> [Source excerpt]:
[start]

It was the late 1970's, and the prison cell he welcomed her into was decorated with green floral print wallpaper with matching curtains framing a small barred window.
Jimmy was there, standing next to his bed, dressed in his denim dungarees and prepared for lunch.
On a table he had set out what he called a "Gorbals salad" for them both, complete with a fresh loaf of bread he had baked himself.
If Sara had been expecting anything, it wasn't this. She certainly hadn't expected to fall in love.
Jimmy was the man labelled "Scotland's most violent criminal", the gangster who had fought and slashed his way through the streets of Glasgow and into a prison cell, serving a life sentence for murder.
Sara was the public-schooled English psychiatrist, who, even in her 20's says she had "an interest in learning about people from the inside".
But, as she describes that first meeting in her newly published book: "His face was fresh and alive. He was physically smaller than I had expected, but his compact physique was bursting with physical strength and energy. He spoke rapidly in a strong Glasgow accent. I was swept away on the stream of his words, and it seemed we instantly connected. Despite the differences in our backgrounds and circumstances, we understood each other."
In a way, Sara's story begins and ends with a book. Her first interest in Jimmy Boyle was sparked after she bought his own book on a whim at Inverness railway station to give her something to read on the train, and she was so taken with it that she wrote to him, asking to see him.
This week, a different book lands in her hands, though one of the main characters remains the same.
Decades have passed, but Sara has now taken the step to commit her own personal account of marriage to and divorce from Boyle, who is now a millionaire writer and artist with mansions in Antibes and Marrakech.
Over the last few weeks, Sara has been speaking with journalists, agreeing to interviews she has rarely given over the last three decades.
She had one of the most notorious marriages of the 20th century, yet unlike some who marry convicted criminals, she never sought publicity nor wanted attention.

[end]

> [Data provided]:
[start]

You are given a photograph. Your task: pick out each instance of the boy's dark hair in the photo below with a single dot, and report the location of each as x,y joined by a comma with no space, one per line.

[end]

> [Actions to take]:
1. Copy the stretch from "This week, a" through "last three decades." in the article about Sara and Jimmy Boyle.
2. Translate this sentence from the article about Sara and Jimmy Boyle into Spanish: "This week, a different book lands in her hands, though one of the main characters remains the same."
The data has no connection to the article about Sara and Jimmy Boyle.

> [Task responses]:
1.
This week, a different book lands in her hands, though one of the main characters remains the same.
Decades have passed, but Sara has now taken the step to commit her own personal account of marriage to and divorce from Boyle, who is now a millionaire writer and artist with mansions in Antibes and Marrakech.
Over the last few weeks, Sara has been speaking with journalists, agreeing to interviews she has rarely given over the last three decades.

2. Esta semana llega a sus manos otro libro, aunque uno de los personajes principales sigue siendo el mismo.